---------- Quoted passage

0. Overview¶
Problem: Implement a complete Transformer encoder block from first principles and train it on a sequence classification task — predicting the majority token in a sequence.
Concepts used: multi-head attention (ch321), Transformer architecture (ch322), positional encoding (ch323), layer normalisation (ch310), GELU (ch309), Adam (ch312), cross-entropy (ch305).
Expected output: trained Transformer achieving >90% accuracy on sequence classification, plus attention weight visualisation.
Difficulty: ★★★★★ | Estimated time: 2 hours
1. Setup¶
import numpy as np
import matplotlib.pyplot as plt
def gelu(x):
return 0.5*x*(1+np.tanh(np.sqrt(2/np.pi)*(x+0.044715*x**3)))
def layer_norm(x, gamma, beta, eps=1e-6):
mean=x.mean(-1,keepdims=True); var=x.var(-1,keepdims=True)
return gamma*(x-mean)/np.sqrt(var+eps)+beta
def softmax_last(z):
z_s=z-z.max(-1,keepdims=True); e=np.exp(z_s); return e/e.sum(-1,keepdims=True)
def sinusoidal_pe(T, d):
PE=np.zeros((T,d))
pos=np.arange(T)[:,None]; i=np.arange(0,d,2)[None,:]
div=10000**(i/d)

--------------------

### Given instruction 1
From the records below, copy out every line containing the word "blue".

---------- Input rows

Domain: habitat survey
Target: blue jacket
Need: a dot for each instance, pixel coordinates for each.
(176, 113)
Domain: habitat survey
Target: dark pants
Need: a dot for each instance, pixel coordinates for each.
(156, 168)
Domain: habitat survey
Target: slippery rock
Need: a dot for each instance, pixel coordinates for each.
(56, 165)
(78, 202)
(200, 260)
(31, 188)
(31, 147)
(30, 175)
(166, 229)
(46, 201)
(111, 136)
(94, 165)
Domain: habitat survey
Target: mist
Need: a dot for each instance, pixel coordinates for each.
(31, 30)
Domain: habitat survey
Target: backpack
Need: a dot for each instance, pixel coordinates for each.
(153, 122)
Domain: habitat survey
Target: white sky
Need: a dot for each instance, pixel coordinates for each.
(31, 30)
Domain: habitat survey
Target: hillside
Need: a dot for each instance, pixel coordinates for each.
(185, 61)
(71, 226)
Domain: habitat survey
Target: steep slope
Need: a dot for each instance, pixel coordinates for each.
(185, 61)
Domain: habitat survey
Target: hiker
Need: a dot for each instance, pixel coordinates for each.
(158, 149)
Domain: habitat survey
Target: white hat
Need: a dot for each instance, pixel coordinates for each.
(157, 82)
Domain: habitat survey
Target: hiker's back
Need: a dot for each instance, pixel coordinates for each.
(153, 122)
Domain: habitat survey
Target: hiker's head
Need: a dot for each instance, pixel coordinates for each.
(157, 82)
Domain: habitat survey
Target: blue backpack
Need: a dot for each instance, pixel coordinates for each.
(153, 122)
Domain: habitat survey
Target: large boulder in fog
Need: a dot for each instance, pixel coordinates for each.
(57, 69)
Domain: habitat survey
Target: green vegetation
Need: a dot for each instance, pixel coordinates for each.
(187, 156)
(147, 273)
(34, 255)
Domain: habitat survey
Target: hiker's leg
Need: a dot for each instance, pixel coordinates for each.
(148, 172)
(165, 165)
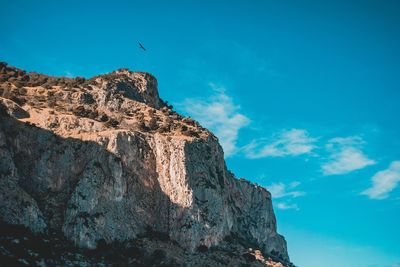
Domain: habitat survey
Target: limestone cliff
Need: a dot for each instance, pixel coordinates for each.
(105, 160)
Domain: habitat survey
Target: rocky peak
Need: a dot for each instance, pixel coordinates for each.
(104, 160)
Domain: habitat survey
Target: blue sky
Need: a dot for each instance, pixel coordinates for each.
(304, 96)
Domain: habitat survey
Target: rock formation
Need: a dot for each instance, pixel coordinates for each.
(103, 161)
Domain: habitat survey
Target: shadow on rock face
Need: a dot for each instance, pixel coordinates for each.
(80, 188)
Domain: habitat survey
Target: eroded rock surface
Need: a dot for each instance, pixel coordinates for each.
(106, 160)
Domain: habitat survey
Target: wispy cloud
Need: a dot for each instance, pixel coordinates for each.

--------------------

### Given instruction 2
Pick up the Transformer encoder walkthrough after its last line and continue it.

### Answer 1
Target: blue jacket
Target: blue backpack
Target: blue sky

### Answer 2
PE[:,0::2]=np.sin(pos/div); PE[:,1::2]=np.cos(pos/div)
return PE
# Task: sequence majority classification
# Input: sequence of tokens from vocab {0,1,2}; label = most frequent token
rng=np.random.default_rng(42)
V=3; T=8; d_model=32; n_heads=4; d_ff=64; n_classes=V
def make_data(n=1000, T=8, V=3, seed=0):
rng2=np.random.default_rng(seed)
X=rng2.integers(0,V,(n,T))
y=np.array([np.bincount(row,minlength=V).argmax() for row in X])
return X,y
X,y=make_data(2000)
split=1600
X_tr,y_tr=X[:split],y[:split]
X_te,y_te=X[split:],y[split:]
print(f"Train: {X_tr.shape}, Test: {X_te.shape}")
print(f"Label distribution: {np.bincount(y)}")2. Stage 1 — Transformer Block Implementation¶
class TransformerClassifier:
"""Single Transformer encoder block + mean pooling + linear classifier."""
def __init__(self, vocab_size, d_model, n_heads, d_ff, n_classes, max_len=64, seed=0):
rng=np.random.default_rng(seed)
assert d_model%n_heads==0
self.d_model=d_model; self.H=n_heads; self.d_k=d_model//n_heads
s=np.sqrt(1./d_model)
# Token embedding
self.embed=rng.normal(0,0.02,(vocab_size,d_model))
# Attention projections
self.W_q=rng.normal(0,s,(d_model,d_model))
self.W_k=rng.normal(0,s,(d_model,d_model))
self.W_v=rng.normal(0,s,(d_model,d_model))
self.W_o=rng.normal(0,s,(d_model,d_model))
# Layer norms
self.g1=np.ones(d_model); self.b1=np.zeros(d_model)
self.g2=np.ones(d_model); self.b2=np.zeros(d_model)
# FFN
self.W1=rng.normal(0,s,(d_ff,d_model)); self.b1f=np.zeros(d_ff)
self.W2=rng.normal(0,s,(d_model,d_ff)); self.b2f=np.zeros(d_model)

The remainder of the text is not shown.